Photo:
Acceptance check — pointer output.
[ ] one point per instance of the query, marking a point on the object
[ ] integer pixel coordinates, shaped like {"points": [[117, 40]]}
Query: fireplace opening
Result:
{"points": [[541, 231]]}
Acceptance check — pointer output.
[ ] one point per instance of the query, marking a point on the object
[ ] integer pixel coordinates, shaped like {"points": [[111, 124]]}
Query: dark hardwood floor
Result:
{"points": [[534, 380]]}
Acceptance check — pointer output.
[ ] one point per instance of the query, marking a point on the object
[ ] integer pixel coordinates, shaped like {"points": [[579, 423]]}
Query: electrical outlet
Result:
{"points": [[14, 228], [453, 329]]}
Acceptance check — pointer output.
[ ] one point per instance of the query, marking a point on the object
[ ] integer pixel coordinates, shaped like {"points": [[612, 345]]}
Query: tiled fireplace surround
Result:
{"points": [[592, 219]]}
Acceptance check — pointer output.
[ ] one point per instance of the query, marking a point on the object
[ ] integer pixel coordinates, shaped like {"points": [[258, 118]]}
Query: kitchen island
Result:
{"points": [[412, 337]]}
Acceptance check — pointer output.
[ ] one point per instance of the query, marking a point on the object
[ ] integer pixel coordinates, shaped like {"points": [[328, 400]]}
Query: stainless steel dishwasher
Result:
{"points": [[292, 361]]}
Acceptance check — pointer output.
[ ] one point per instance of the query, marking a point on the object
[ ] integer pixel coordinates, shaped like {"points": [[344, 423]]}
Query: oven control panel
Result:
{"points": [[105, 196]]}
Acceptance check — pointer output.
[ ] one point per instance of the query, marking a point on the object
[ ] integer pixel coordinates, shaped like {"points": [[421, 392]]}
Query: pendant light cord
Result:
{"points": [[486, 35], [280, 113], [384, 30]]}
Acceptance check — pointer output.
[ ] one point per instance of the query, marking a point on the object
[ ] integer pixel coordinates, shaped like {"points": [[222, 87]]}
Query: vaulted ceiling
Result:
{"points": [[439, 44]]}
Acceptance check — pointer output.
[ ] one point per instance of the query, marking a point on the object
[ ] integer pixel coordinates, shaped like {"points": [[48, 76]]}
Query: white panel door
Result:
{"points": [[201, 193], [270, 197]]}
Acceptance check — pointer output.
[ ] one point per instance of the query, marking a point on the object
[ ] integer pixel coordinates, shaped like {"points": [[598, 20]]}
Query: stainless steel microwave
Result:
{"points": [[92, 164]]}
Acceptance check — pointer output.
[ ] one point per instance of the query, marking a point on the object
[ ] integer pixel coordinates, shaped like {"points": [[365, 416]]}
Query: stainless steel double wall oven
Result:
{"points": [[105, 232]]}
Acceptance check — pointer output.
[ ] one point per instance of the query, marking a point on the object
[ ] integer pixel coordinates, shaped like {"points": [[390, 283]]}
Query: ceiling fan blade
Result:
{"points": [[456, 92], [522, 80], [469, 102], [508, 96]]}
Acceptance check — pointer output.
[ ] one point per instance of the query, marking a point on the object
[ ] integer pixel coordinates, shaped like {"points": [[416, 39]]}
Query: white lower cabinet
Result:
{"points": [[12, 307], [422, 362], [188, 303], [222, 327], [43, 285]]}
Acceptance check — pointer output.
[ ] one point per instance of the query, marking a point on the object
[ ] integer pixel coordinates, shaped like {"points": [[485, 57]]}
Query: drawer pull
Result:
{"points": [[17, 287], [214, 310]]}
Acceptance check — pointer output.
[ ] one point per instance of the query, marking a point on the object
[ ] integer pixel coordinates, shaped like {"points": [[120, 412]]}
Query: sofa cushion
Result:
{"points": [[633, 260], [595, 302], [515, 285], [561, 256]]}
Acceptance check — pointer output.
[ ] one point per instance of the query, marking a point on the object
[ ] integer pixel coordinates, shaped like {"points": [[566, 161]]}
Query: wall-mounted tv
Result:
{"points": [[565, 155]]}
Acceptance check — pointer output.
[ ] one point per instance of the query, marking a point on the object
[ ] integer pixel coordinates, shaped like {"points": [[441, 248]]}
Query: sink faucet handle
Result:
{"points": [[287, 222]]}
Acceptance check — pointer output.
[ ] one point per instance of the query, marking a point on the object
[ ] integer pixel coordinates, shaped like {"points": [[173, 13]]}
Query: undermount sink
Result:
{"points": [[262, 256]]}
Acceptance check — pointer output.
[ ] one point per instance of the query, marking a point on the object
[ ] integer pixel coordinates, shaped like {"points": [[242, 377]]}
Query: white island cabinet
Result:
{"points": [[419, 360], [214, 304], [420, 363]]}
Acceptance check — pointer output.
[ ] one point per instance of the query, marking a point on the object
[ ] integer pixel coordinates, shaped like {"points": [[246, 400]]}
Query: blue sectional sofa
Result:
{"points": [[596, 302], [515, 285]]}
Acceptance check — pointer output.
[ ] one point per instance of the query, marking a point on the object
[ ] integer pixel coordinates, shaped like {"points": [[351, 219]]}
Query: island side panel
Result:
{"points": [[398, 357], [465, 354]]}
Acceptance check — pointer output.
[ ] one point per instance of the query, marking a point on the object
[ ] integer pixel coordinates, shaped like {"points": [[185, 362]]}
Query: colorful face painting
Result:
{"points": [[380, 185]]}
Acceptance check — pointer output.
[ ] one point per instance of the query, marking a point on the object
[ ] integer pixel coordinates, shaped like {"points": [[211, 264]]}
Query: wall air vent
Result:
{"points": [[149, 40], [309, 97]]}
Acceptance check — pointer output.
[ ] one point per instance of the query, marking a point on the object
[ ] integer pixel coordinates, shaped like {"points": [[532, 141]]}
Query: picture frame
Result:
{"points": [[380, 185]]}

──────────────────────────────

◆ **Exercise aim**
Only the number should be given: how many lines in the entries above contain the string "ceiling"?

◆ **Task solution**
2